[Opening Provided records section]

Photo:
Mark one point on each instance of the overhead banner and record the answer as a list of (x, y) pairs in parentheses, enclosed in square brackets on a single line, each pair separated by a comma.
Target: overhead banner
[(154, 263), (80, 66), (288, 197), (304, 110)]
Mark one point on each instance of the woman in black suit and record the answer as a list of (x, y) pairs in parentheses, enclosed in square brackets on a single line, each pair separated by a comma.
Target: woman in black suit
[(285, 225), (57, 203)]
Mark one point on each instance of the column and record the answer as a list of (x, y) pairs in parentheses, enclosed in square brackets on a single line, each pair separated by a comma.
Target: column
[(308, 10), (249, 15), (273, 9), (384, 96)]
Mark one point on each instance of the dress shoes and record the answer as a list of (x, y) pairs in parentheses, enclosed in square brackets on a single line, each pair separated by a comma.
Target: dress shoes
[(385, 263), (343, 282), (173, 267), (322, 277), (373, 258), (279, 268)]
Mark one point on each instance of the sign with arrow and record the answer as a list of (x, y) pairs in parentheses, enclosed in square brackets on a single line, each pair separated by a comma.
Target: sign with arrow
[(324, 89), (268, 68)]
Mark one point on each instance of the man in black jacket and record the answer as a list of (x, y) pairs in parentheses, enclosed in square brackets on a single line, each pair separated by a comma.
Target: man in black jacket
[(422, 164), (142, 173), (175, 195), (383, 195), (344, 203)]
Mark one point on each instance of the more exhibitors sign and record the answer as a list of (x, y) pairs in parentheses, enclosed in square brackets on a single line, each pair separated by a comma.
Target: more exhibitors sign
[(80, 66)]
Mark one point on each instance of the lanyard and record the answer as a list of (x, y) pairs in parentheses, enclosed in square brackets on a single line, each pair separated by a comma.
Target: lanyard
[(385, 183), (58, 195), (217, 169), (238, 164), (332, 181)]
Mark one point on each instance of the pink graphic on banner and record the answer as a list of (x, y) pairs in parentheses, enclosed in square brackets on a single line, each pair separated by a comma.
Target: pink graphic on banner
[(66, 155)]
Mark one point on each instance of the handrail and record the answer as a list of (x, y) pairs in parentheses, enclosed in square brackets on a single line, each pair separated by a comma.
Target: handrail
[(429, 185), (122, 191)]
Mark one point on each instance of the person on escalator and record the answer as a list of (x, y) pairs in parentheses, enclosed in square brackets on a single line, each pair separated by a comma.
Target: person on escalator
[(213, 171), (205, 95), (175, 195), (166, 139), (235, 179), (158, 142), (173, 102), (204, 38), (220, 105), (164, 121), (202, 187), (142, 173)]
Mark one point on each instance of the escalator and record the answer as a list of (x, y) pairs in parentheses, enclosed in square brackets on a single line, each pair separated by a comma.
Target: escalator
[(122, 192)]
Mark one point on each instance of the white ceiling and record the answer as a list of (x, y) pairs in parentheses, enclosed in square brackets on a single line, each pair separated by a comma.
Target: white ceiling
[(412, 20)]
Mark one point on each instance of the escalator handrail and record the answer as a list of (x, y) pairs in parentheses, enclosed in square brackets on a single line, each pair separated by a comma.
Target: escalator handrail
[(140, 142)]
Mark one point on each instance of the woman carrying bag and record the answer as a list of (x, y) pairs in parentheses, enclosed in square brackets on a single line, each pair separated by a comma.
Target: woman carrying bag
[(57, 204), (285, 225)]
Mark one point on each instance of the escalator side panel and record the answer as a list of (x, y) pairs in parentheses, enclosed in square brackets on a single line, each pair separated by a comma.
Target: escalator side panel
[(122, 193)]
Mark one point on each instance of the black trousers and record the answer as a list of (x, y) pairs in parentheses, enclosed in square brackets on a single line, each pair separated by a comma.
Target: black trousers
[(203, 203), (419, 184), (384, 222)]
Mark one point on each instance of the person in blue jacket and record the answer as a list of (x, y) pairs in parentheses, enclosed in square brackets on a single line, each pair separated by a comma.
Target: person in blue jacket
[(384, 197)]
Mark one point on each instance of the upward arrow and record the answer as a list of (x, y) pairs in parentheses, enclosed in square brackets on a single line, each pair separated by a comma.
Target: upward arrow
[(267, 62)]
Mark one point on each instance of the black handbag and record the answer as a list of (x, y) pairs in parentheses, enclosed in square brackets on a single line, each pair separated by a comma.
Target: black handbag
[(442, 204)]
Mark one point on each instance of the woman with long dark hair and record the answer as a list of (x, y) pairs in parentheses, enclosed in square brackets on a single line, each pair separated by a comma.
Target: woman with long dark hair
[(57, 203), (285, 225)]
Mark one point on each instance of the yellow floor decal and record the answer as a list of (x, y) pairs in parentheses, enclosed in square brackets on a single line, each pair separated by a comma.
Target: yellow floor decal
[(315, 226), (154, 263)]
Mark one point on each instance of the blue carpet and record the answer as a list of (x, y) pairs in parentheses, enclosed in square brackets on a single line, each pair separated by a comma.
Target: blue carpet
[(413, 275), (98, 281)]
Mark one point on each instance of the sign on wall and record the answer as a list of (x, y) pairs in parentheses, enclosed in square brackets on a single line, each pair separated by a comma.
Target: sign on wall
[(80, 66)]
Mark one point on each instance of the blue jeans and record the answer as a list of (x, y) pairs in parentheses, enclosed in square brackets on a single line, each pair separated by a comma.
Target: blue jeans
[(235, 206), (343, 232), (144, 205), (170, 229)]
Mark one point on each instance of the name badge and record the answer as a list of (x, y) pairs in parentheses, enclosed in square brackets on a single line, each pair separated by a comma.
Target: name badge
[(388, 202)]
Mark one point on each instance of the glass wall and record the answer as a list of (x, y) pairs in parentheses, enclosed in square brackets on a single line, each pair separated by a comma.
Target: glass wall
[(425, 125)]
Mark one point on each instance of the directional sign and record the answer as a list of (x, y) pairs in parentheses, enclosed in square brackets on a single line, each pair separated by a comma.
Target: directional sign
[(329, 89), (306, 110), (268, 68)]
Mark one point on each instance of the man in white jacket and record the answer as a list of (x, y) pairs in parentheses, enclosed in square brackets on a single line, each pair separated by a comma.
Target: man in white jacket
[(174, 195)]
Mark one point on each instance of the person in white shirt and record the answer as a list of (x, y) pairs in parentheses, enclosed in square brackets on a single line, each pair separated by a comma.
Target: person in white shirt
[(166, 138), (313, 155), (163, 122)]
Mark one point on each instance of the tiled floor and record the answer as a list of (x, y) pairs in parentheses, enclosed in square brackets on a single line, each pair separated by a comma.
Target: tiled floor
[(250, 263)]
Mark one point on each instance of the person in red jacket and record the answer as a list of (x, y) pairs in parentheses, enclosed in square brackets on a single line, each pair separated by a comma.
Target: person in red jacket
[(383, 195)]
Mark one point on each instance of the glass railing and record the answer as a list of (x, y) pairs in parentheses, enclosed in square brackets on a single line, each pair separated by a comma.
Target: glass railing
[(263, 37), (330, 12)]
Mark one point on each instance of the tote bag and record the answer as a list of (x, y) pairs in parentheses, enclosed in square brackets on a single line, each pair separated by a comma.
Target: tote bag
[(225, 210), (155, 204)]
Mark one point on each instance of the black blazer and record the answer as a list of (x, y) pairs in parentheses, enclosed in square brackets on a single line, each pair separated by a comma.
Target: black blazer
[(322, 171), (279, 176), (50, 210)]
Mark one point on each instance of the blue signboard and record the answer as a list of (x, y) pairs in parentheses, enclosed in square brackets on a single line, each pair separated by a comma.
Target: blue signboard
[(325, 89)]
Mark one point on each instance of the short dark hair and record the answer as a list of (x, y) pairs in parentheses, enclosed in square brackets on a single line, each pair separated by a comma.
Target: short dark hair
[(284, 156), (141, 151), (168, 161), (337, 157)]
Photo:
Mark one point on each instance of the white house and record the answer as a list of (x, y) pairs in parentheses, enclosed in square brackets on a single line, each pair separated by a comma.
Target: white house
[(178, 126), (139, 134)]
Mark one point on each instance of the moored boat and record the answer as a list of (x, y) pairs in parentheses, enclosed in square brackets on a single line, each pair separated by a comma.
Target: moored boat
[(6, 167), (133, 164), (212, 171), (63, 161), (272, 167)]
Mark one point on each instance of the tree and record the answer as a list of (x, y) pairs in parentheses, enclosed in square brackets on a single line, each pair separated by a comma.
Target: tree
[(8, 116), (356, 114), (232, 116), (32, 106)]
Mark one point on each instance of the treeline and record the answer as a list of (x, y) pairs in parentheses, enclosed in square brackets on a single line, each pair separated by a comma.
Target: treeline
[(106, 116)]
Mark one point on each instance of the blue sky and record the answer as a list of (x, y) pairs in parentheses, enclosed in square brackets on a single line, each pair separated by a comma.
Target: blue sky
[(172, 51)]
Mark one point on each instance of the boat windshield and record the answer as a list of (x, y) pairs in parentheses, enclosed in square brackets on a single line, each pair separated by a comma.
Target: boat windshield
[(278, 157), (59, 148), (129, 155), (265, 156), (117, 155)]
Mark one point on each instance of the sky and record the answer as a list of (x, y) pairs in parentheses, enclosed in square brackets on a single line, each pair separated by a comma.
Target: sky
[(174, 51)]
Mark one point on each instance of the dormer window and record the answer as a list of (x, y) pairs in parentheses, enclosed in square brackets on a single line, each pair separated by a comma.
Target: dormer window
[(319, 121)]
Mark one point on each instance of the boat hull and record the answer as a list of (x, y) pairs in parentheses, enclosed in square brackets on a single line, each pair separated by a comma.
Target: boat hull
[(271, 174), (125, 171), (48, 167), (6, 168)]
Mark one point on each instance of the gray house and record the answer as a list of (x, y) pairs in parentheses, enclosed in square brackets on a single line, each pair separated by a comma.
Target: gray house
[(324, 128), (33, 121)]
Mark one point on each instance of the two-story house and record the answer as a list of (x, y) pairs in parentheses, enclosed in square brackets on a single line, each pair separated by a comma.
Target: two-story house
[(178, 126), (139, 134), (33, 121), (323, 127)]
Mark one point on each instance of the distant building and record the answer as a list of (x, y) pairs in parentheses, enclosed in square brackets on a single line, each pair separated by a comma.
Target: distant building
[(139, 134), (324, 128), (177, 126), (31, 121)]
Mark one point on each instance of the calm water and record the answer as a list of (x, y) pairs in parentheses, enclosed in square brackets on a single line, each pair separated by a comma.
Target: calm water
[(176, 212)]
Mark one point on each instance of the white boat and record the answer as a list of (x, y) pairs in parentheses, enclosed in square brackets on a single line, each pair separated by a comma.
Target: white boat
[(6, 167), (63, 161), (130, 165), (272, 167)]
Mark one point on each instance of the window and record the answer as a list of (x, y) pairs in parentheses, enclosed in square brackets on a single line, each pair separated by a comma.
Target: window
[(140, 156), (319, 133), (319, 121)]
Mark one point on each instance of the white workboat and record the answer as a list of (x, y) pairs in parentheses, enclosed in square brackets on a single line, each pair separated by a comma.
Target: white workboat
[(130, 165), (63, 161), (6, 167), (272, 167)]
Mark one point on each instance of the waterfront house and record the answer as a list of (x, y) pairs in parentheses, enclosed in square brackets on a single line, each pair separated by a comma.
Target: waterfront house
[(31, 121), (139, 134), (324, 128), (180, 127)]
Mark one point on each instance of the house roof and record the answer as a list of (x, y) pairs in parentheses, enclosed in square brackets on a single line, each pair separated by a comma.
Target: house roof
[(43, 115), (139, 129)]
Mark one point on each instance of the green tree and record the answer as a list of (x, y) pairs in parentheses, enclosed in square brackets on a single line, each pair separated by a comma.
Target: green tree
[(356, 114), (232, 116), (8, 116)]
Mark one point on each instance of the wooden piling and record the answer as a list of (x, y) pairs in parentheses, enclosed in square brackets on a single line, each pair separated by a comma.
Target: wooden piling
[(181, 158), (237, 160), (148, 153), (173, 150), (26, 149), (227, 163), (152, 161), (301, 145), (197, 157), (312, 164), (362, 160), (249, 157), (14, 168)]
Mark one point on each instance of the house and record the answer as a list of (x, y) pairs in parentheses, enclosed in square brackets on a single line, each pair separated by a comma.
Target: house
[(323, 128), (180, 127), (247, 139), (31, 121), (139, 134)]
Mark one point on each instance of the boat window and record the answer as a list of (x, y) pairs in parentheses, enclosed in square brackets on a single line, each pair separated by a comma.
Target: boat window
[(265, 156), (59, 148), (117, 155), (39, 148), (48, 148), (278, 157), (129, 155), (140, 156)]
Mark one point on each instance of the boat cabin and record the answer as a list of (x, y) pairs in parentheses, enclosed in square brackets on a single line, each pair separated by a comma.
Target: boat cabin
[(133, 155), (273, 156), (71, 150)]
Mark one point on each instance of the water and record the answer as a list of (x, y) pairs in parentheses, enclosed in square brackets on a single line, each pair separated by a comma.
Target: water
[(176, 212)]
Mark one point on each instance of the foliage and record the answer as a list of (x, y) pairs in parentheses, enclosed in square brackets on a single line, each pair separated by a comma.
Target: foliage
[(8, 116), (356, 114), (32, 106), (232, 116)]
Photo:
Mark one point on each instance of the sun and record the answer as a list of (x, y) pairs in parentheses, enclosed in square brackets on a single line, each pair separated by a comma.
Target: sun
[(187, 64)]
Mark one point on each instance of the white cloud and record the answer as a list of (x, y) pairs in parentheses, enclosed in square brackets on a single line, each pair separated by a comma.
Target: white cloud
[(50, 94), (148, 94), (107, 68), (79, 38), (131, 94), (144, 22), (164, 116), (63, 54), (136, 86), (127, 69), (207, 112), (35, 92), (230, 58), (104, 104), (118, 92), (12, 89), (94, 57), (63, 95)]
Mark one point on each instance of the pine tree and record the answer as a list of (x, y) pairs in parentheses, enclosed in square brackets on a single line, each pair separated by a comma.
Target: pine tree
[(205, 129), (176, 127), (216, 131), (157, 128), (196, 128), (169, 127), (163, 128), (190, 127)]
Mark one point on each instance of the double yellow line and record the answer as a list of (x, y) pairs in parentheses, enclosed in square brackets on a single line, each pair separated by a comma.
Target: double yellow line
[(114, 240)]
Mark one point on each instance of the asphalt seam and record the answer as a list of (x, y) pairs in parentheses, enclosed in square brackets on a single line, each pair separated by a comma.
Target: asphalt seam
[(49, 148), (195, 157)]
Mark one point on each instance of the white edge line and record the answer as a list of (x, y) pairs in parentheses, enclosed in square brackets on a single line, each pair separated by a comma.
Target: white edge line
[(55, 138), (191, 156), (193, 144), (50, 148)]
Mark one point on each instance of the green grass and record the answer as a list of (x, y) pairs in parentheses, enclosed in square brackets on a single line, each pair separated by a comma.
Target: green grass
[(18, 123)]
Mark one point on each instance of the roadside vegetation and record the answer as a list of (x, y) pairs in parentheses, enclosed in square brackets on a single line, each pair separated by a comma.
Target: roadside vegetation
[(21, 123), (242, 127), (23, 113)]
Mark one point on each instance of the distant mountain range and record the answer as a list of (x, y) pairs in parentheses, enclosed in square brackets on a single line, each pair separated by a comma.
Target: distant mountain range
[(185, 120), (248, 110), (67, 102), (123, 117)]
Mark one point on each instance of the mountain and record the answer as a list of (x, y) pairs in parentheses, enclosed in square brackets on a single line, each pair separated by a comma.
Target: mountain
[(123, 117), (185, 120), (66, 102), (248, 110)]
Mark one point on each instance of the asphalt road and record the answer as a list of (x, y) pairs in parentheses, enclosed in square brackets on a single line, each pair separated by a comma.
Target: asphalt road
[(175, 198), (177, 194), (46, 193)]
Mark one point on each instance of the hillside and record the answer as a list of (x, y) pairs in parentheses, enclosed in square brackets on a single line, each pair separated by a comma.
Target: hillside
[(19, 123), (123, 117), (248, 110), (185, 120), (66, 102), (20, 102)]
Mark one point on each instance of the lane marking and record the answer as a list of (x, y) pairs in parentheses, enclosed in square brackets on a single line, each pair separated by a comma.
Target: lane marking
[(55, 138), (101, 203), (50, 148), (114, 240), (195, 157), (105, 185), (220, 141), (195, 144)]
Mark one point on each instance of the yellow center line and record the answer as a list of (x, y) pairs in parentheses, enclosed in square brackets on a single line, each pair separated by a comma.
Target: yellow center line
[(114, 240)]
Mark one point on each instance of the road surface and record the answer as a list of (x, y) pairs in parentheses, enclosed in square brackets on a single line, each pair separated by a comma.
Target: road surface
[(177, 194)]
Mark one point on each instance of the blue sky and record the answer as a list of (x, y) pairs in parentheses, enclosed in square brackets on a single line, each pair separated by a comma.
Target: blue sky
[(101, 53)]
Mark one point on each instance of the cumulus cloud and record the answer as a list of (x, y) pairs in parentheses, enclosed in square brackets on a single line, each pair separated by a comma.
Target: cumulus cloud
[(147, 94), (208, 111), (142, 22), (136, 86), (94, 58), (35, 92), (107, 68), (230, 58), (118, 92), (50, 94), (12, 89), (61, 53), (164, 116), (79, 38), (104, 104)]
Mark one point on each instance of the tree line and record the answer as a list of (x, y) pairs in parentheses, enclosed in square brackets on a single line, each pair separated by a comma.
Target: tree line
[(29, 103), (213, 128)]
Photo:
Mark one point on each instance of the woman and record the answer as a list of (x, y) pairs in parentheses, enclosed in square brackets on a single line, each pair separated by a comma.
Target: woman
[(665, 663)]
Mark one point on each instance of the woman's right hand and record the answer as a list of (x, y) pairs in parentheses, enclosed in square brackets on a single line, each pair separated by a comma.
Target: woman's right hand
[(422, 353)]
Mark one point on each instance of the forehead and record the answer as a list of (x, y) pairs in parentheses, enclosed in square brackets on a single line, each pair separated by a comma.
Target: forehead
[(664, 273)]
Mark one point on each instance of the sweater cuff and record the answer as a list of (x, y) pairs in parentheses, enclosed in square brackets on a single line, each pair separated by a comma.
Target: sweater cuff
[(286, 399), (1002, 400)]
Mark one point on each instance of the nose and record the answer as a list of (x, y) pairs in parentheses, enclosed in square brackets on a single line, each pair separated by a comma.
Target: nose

[Closing Provided records section]

On how many lines of the data does the word "nose" appear? Reply with the number alone.

2